→ ZU LÖSENDE AUFGABE
Gib die Zeilen vom Anfang der Zeilen bis einschließlich der Zeile mit „M 257 270 L 112 270 L 86 312 L 289 312 Z“ unverändert wieder.

→ DATENZEILEN

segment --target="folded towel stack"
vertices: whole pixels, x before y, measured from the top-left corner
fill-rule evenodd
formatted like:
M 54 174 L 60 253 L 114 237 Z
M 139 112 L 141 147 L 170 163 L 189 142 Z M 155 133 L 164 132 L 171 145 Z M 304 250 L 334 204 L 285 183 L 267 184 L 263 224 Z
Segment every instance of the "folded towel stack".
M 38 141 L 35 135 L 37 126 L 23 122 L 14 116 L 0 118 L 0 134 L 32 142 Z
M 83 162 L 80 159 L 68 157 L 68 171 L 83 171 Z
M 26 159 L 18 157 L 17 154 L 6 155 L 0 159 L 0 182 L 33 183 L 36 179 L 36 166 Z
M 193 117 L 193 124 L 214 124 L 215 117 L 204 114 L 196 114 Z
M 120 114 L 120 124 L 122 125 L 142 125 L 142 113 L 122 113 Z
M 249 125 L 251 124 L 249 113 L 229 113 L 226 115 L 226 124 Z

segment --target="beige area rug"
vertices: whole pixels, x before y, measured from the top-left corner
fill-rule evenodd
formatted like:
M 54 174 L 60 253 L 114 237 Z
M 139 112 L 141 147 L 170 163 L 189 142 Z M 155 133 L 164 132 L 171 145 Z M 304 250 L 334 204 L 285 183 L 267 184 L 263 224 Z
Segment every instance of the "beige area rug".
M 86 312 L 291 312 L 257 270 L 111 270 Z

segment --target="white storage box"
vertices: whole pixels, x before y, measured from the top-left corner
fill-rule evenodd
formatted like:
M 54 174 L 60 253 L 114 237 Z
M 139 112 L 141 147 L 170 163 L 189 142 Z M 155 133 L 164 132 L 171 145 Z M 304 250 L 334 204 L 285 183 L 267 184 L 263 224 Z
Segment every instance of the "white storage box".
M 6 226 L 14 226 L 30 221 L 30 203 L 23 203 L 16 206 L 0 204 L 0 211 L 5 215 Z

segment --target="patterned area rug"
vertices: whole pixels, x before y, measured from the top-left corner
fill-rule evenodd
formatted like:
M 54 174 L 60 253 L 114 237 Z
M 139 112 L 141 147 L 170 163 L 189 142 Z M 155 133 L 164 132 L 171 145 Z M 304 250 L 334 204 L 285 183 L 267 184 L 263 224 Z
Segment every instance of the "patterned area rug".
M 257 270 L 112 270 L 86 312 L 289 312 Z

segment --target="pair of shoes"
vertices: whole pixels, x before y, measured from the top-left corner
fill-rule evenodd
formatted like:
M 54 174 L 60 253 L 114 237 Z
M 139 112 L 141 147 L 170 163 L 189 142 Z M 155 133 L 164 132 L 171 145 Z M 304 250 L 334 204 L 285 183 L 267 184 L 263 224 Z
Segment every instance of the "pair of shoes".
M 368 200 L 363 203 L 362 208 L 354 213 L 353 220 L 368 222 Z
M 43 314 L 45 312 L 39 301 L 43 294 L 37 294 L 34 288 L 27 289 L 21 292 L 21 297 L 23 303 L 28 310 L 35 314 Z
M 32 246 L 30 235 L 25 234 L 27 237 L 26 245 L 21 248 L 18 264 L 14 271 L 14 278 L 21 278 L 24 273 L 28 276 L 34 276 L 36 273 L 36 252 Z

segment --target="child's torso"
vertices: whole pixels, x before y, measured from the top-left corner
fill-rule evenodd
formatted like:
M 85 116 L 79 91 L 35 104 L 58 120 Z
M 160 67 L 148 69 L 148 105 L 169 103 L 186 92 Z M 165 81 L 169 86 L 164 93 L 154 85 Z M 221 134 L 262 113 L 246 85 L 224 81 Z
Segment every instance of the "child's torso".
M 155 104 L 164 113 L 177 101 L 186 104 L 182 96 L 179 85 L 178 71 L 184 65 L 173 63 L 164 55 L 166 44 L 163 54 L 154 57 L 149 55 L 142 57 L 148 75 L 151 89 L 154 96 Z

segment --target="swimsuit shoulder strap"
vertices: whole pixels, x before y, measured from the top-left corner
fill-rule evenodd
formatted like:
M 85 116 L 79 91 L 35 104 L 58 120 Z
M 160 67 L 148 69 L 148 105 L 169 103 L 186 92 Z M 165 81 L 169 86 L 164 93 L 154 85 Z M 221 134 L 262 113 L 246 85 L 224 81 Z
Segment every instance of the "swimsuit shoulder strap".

→ FERTIGE ÜBUNG
segment --target="folded towel stack"
vertices: whole pixels, x before y, measured from the top-left corner
fill-rule evenodd
formatted like:
M 54 174 L 60 253 L 114 237 Z
M 139 112 L 141 147 L 170 163 L 189 142 Z M 155 133 L 164 132 L 171 145 Z M 304 250 L 334 204 L 285 183 L 267 184 L 263 224 Z
Segment every instance of the "folded towel stack".
M 38 141 L 35 135 L 37 126 L 23 122 L 14 116 L 0 118 L 0 134 L 32 142 Z
M 83 162 L 80 159 L 68 157 L 68 171 L 83 171 Z
M 26 159 L 18 157 L 17 154 L 6 155 L 0 159 L 0 182 L 33 183 L 36 179 L 36 166 Z
M 193 117 L 193 124 L 214 124 L 215 117 L 204 114 L 196 114 Z
M 120 114 L 120 124 L 122 125 L 142 125 L 142 113 L 122 113 Z
M 249 125 L 251 124 L 249 113 L 229 113 L 226 115 L 226 124 Z

segment --target="beige area rug"
vertices: whole pixels, x before y, measured from the top-left corner
fill-rule evenodd
formatted like:
M 54 174 L 60 253 L 114 237 Z
M 139 112 L 141 147 L 170 163 L 189 142 Z M 155 133 L 164 132 L 171 145 Z M 304 250 L 334 204 L 285 183 L 267 184 L 263 224 Z
Segment every instance of the "beige area rug".
M 86 312 L 291 312 L 257 270 L 111 270 Z

segment --target="white storage box"
vertices: whole pixels, x before y, measured from the top-left corner
fill-rule evenodd
formatted like:
M 54 174 L 60 253 L 114 237 Z
M 139 112 L 141 147 L 170 163 L 189 142 Z M 155 133 L 164 132 L 171 145 Z M 304 250 L 334 204 L 285 183 L 267 184 L 263 224 Z
Segment every instance of the "white storage box".
M 6 226 L 14 226 L 30 221 L 30 203 L 23 203 L 16 206 L 0 204 L 0 211 L 5 215 Z

segment --target="patterned area rug"
vertices: whole pixels, x before y, measured from the top-left corner
fill-rule evenodd
formatted like:
M 54 174 L 60 253 L 114 237 Z
M 139 112 L 141 147 L 170 163 L 189 142 Z M 155 133 L 164 132 L 171 145 Z M 304 250 L 334 204 L 285 183 L 267 184 L 263 224 Z
Segment every instance of the "patterned area rug".
M 257 270 L 112 270 L 86 312 L 289 312 Z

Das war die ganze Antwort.